┌──

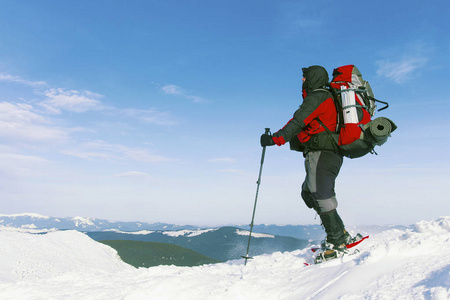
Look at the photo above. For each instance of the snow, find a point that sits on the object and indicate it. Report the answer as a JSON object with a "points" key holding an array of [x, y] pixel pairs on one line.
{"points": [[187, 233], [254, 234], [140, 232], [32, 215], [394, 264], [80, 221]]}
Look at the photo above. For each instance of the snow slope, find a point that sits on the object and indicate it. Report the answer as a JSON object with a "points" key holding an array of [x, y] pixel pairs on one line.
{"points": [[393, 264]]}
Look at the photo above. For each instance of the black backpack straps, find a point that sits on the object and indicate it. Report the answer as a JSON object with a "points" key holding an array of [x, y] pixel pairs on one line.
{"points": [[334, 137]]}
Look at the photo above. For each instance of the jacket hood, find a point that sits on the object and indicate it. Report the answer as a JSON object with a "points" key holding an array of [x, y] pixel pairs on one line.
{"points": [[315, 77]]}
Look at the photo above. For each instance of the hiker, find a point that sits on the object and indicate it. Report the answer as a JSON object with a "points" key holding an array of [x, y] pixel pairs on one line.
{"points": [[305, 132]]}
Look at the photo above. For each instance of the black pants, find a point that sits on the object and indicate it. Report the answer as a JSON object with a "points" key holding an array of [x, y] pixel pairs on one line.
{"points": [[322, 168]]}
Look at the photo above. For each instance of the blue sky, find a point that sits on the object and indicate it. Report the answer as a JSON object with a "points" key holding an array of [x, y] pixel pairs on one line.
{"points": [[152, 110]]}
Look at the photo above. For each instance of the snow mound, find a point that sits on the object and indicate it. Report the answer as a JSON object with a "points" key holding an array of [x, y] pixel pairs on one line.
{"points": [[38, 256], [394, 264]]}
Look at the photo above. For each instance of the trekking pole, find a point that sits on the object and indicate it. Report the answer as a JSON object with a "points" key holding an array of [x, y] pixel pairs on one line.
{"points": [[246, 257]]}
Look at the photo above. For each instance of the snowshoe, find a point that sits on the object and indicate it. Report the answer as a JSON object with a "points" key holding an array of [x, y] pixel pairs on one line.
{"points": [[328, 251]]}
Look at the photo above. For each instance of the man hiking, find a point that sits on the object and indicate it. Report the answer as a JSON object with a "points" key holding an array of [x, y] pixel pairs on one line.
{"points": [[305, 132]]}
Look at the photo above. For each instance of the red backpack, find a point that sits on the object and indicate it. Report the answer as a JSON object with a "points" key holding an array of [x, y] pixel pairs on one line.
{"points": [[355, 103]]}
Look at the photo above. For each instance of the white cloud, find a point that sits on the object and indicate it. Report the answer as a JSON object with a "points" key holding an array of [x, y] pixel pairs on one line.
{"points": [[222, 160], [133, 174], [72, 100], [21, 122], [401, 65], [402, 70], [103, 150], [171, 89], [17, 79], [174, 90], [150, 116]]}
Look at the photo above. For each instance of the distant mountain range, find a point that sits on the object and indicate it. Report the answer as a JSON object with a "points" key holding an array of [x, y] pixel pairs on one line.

└──
┌──

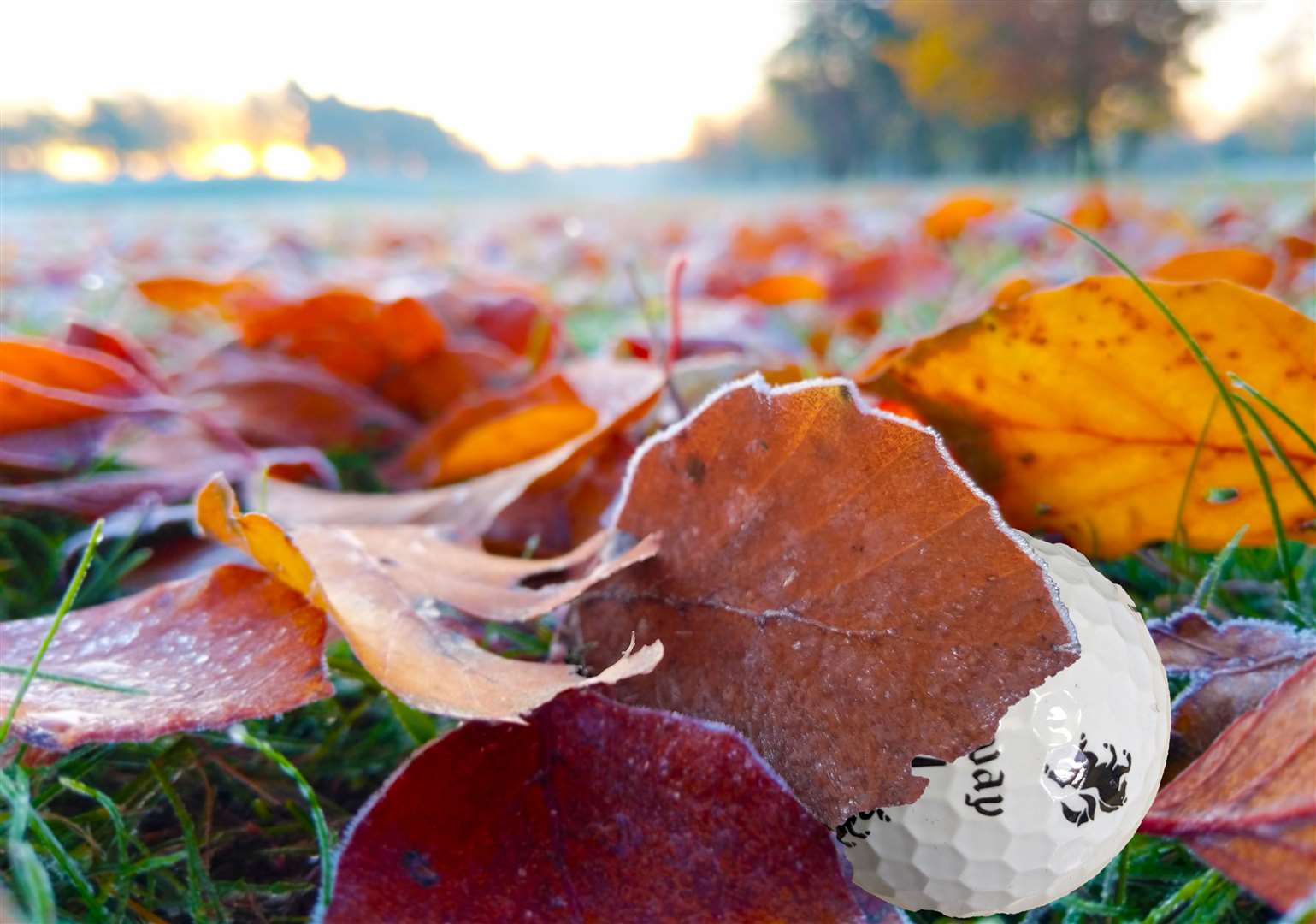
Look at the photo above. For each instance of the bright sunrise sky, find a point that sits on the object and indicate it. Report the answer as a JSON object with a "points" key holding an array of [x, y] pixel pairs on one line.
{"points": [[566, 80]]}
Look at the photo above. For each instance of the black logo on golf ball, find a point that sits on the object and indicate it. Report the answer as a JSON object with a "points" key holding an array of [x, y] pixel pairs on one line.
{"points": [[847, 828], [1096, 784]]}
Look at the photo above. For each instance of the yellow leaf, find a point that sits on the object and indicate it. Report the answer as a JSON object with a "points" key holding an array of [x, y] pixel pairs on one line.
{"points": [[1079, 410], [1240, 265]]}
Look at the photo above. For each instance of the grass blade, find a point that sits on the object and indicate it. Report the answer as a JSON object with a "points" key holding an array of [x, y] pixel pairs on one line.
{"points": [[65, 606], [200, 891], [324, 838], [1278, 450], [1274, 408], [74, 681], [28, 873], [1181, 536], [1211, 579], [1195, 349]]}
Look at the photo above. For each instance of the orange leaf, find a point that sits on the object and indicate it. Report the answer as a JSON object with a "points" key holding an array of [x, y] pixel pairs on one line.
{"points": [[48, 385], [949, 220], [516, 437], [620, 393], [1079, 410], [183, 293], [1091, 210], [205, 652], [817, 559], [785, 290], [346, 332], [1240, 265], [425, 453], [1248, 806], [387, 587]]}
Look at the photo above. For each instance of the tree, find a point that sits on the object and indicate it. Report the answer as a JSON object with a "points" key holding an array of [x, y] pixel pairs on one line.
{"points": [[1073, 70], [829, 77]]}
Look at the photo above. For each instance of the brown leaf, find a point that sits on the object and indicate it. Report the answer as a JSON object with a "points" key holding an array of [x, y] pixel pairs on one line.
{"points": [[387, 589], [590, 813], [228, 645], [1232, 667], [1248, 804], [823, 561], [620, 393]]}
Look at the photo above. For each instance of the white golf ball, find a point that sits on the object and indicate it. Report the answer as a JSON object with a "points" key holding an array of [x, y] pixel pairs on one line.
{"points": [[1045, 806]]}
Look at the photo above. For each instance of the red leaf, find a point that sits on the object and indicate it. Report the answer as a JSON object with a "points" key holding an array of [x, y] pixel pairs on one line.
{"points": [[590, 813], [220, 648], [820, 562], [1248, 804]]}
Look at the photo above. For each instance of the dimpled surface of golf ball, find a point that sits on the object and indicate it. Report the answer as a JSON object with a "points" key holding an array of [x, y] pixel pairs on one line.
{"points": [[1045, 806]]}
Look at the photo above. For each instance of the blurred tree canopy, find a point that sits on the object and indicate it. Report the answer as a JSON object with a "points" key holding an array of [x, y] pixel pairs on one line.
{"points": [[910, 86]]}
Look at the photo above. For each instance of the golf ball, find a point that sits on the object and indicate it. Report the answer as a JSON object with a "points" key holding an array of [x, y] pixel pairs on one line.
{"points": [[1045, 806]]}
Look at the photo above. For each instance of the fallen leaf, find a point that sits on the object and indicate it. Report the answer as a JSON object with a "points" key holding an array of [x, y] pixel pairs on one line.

└──

> Objective
Return each line above that contains the string "leaf", treating uppercase and lowercase letters as different.

> Correct answer
Look at the photo above. For each instance of the yellow leaf, find a point that sits on the object and indicate it. Report the answer as a JSON object with a "points" key holding an array of [x, y] pixel pairs on one line.
Look at the photo above. For each instance of the orange leaf, find a point that sits on the object and indicate it. Report the answer as a JSON object with a "points" key holding an array of [x, y] pixel pairs on one line.
Look at the photo above. For each instance of the brown leaf, find a point that sits on the object and indicate it. Report the answer as a JSON object with a "points" key holding an array of [x, y] pixel pairs on one line.
Look at the photo above. For each instance of the red leaf, find a point that sits on the object and indicate it. Report the answer as a JSON object with a "points" key holding an array of [x, y] pixel pairs on one line.
Look at the photo above. For each instance of the fallen leaf, find a point that sits on the object and indicate it. Report the answer as a JSON object with a "points" key holding an array of [x, y] pixel pairs on one line.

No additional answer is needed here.